Extracted records section start

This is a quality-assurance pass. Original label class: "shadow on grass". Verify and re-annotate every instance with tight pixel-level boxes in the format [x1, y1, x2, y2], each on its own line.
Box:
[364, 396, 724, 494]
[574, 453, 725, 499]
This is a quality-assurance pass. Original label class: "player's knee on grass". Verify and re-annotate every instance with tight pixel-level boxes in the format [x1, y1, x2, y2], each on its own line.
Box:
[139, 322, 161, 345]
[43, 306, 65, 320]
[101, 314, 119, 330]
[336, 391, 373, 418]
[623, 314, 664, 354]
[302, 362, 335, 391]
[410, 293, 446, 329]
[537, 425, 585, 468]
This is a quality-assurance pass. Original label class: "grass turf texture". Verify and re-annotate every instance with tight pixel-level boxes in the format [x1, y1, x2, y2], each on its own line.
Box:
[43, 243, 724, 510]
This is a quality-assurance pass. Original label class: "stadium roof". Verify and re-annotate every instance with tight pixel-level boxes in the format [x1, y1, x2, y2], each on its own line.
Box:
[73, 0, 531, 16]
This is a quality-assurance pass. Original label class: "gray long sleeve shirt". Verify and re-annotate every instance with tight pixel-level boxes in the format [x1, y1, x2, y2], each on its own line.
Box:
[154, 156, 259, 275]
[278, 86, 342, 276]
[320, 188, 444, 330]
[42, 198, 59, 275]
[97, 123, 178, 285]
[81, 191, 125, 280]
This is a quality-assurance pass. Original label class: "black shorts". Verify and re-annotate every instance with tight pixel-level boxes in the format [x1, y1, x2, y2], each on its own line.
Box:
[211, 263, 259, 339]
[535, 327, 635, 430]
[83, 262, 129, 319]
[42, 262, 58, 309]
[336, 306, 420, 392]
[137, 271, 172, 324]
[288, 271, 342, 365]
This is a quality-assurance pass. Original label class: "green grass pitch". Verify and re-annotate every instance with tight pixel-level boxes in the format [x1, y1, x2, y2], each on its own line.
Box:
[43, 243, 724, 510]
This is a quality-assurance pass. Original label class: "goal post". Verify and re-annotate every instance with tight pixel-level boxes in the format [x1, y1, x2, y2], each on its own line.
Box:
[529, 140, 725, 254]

Extracted records section end

## Work to be completed
Exactly as given, please retype all the entries.

## Task answer
This is a quality-assurance pass. Original label class: "shadow on grass". Verify and re-annotate every instance with tight pixel-level boxes in the format [x1, y1, x2, y2], each on its own line.
Box:
[364, 396, 724, 494]
[574, 453, 725, 499]
This is a quality-assurance pass. Original label class: "player's knee on grass". Verify and re-annotate every instance with tight pixel-level boxes in the format [x1, y1, x2, y2], each on its own line.
Box:
[139, 322, 161, 345]
[43, 306, 65, 320]
[101, 314, 119, 330]
[336, 391, 373, 418]
[623, 314, 664, 354]
[302, 362, 335, 391]
[410, 293, 446, 329]
[537, 425, 585, 468]
This is a quality-assurance pass. Original label class: "grass turf texture". Verify and re-annotate every instance with tight pixel-level boxes in the format [x1, y1, x2, y2], each on its own line.
Box:
[43, 243, 724, 510]
This is a quality-assurance pass. Original label class: "stadium roof". Verify and re-annotate every instance with tight pixel-level boxes in the format [x1, y1, x2, y2], each on its own line.
Box:
[73, 0, 531, 16]
This is a quality-assurance pass. Original label class: "gray long sleeve shirt". Verify and re-annotate every instance with tight pixel-level boxes in the format [x1, y1, x2, y2], each on its own line.
Box:
[154, 156, 259, 275]
[278, 86, 342, 276]
[320, 188, 444, 330]
[42, 198, 59, 275]
[97, 123, 178, 285]
[81, 191, 125, 280]
This is a quality-assurance pass. Original label class: "black shorts". Verify and re-annotate every instance with tight pixel-level boxes in the format [x1, y1, x2, y2], each on its own line.
Box:
[211, 263, 259, 339]
[535, 327, 635, 430]
[83, 262, 129, 319]
[42, 262, 58, 309]
[336, 306, 420, 392]
[137, 271, 172, 324]
[288, 271, 342, 365]
This is a quality-assurance pass. Original label class: "green grass pitch". Verify and re-annotate every instance with tight pixel-level boxes in the format [x1, y1, x2, y2], each on its own line.
Box:
[43, 243, 724, 510]
This is a quality-assurance pass. Original label class: "goal post". Verify and re-annotate every instance with tight pixel-level boxes in the format [x1, y1, x2, y2], each on its own line.
Box:
[529, 140, 725, 254]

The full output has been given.